If no-one has picked this one up in two weeks (When I get back off holiday and get all my meetings out of the way) I'll have a crack at it.

I'm pretty handy with PHP, and the syntax of perl looks fairly similar... I'm hoping I can pick it up pretty quickly.

I may need some help rolling the RPM though! :-)
...
Nick

"No good deed goes unpunished." :-x...

msoulier

Already working on it
« Reply #18 on: March 28, 2006, 06:01:38 AM »
Quote from: "xjjk16x"
I will add an extra $100 to the pot if it helps....


Sounds good to me. I happen to be doing this already for work purposes. It's a tad specialized at the moment, but I hope to fix that when I export it to sourceforge.

I don't suppose anyone made a clear requirements list. At the moment I'm only satisfying my own.

Mike

dhardy

Server Manager SSL Certificate panel.
« Reply #19 on: March 28, 2006, 09:10:31 AM »

========================================================================

- [INSTRUCTIONS]
1. In the forum thread, how much extra money does xjjk16x offer to add to the pot?
2. Please rewrite the forum thread paragraph that begins "Sounds good to me" more briefly, keeping its main facts.

- [DATA SHOWN]
========================================================================

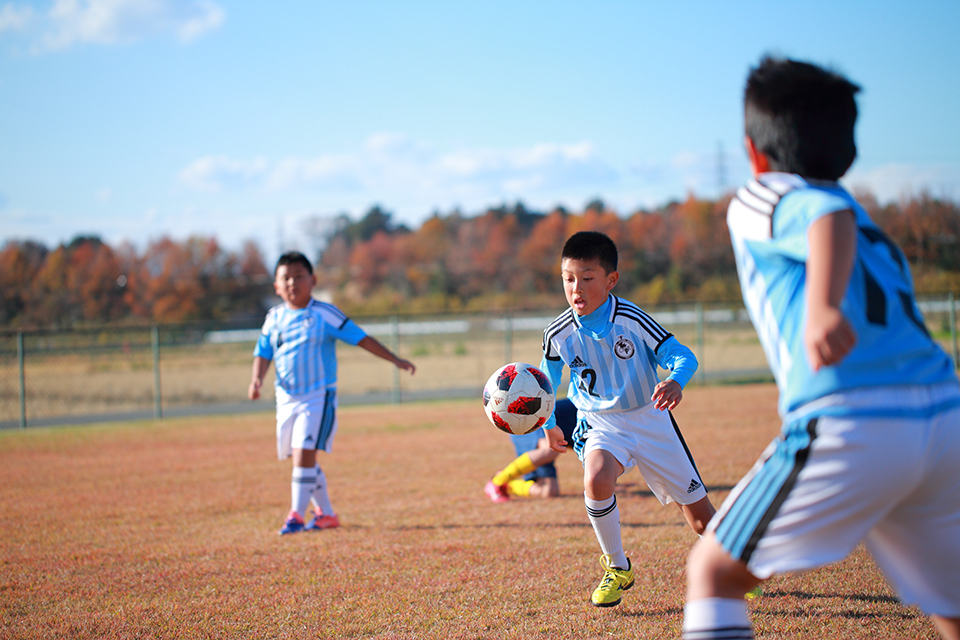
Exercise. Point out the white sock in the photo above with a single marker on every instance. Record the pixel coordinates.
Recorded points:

========================================================================

- [SOLUTIONS TO THE TASKS]
1. An extra $100.

2. Agreed. I'm already doing this for work. It's somewhat specialized for now, but I plan to fix that when I export it to SourceForge.